# PAGE EXTRACT:
## Start
# Autopledge

Abstract

Even in following good coding practices, arbitrary code execution bugs can still exist. By leveraging pledge(2) system calls and a static analysis framework, we attempt to mitigate these bugs by automatically inserting pledge statements. Although an algorithm was devised to do this, time limitations prevented its full implementation.

#Introduction

##Motivation

System and high performance computing code are often written in low level languages such as C and C++. Low level languages provide high performance but are open to memory corruption attacks due to the lack memory safety and manual memory management. Memory corruption attacks (Szekeres 2013) manifests through memory errors such as overflows, underflows or dangling pointers. One main type of memory corruption attack is control-flow hijacking that takes control of the entire program by using memory errors to enable the write and execution of desired instructions. The classic control-flow attack that works by overwriting in memory programs with new desired instructions can prevented with non-executable data policies. However, attacks can use Return Oriented Programming (ROP) to bypass data policies by chaining together in-memory code. The library used for ROP attacks is libc, these attacks are referred "return-to-libc" attacks. Libc is ideal for attacks because it likely to be already residing in memory and there are enough instruction sequences in libc's functions that make it Turing complete by chaining together these sequences(Tran 2011). Currently there are no policies that prevent ROP because it executes valid code from memory, but mitigation techniques (Li 2010, Pappas 2012, Raadt) can be applied to reduce the effectiveness of such attacks.

Based on the observation that ROP uses many libraries that make system calls, De Raadt proposed a new mitigation technique against control-flow attacks _Pledge_(Raadt) for the OpenBSD operating system. To reduce attack surfaces, programs in OpenBSD can be annotated with pledge(pledge — restrict sys...) promises to limit the number of systems calls the program can make. Promises used in pledges are groupings of system calls that are related. For example, the stdio promise includes system calls required for IO such as fsync, read, write, pipe, etc. When running a pledged program, the kernel can enforce the pledged promises and report an error if the program attempts to make system calls that are not allowed.

To pledge a program, a list of all the system calls that the program can use is required. Over-pledged programs can malfunction while under-pledged programs can leave more attack surfaces than necessary. Therefore, a full understanding of the program's behavior and the interfaces it uses is required to correctly identify the list of all the system calls a program can use. Once all the system calls for a program is determined, they can be converted to promises for use in pledge.

Augmenting programs with pledges is non-trivial and time consuming even for simple UNIX utility programs. Pledging large programs is more challenging for developers due to difficulty in accurately determining behaviors of complex systems and the lack of understanding in low level libraries. Similar to permissioning in mobile operating systems and web browsers, these complications can lead to overpermissioning in real world applications (Felt 2011)(Jackson 2009). To solve this problem, we develop an automated system Autopledge to analyse C programs and insert pledges in optimal locations.
## End
Items listed in a dataset:
## Start
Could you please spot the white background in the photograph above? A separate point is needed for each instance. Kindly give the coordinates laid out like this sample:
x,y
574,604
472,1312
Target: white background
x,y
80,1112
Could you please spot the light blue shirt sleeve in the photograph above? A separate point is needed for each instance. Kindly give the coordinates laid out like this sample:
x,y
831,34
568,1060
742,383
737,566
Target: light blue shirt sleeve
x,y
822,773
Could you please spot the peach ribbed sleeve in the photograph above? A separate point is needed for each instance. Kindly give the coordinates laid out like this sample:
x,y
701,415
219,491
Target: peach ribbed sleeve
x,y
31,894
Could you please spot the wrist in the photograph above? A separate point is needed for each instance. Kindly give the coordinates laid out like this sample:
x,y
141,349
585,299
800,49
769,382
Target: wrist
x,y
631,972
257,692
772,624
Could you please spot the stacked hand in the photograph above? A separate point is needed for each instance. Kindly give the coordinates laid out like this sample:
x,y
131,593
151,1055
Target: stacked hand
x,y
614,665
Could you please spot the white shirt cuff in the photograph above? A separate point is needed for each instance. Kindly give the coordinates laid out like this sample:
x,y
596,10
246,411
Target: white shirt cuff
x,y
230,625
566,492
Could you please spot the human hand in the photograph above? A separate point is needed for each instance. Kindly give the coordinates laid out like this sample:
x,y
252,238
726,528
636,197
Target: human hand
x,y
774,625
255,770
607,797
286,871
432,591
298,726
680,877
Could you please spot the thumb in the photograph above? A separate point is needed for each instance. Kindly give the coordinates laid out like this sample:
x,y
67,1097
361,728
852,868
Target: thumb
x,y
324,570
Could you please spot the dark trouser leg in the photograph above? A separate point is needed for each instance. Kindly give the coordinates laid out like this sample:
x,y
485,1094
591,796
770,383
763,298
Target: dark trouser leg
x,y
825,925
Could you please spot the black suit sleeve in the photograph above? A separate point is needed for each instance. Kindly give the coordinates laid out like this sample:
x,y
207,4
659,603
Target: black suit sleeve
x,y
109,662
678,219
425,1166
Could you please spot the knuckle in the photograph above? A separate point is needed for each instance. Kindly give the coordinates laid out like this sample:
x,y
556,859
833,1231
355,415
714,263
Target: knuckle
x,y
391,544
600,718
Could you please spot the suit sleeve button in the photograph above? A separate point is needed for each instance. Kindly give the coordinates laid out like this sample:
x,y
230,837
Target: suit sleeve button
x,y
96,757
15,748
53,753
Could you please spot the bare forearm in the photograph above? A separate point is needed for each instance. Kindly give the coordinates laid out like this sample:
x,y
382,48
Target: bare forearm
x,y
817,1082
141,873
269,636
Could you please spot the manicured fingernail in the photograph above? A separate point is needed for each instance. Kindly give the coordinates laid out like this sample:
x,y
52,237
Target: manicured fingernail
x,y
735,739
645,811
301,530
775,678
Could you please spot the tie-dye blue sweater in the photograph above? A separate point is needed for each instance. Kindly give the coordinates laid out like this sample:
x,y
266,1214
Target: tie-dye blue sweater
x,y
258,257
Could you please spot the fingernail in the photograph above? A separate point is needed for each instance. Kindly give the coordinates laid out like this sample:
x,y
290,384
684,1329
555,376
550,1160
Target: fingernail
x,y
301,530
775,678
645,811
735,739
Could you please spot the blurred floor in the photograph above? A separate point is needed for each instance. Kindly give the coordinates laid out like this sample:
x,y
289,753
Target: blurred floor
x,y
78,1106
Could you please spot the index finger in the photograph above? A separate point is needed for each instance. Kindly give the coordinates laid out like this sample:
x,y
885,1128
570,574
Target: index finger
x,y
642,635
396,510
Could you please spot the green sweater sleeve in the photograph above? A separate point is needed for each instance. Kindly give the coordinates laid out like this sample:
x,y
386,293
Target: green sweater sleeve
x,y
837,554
## End
# GIVEN REQUEST:
Print the passage of the Autopledge text above between "# Autopledge" and "its full implementation.", inclusive.

# ANSWER TO THE EXERCISE:
# Autopledge

Abstract

Even in following good coding practices, arbitrary code execution bugs can still exist. By leveraging pledge(2) system calls and a static analysis framework, we attempt to mitigate these bugs by automatically inserting pledge statements. Although an algorithm was devised to do this, time limitations prevented its full implementation.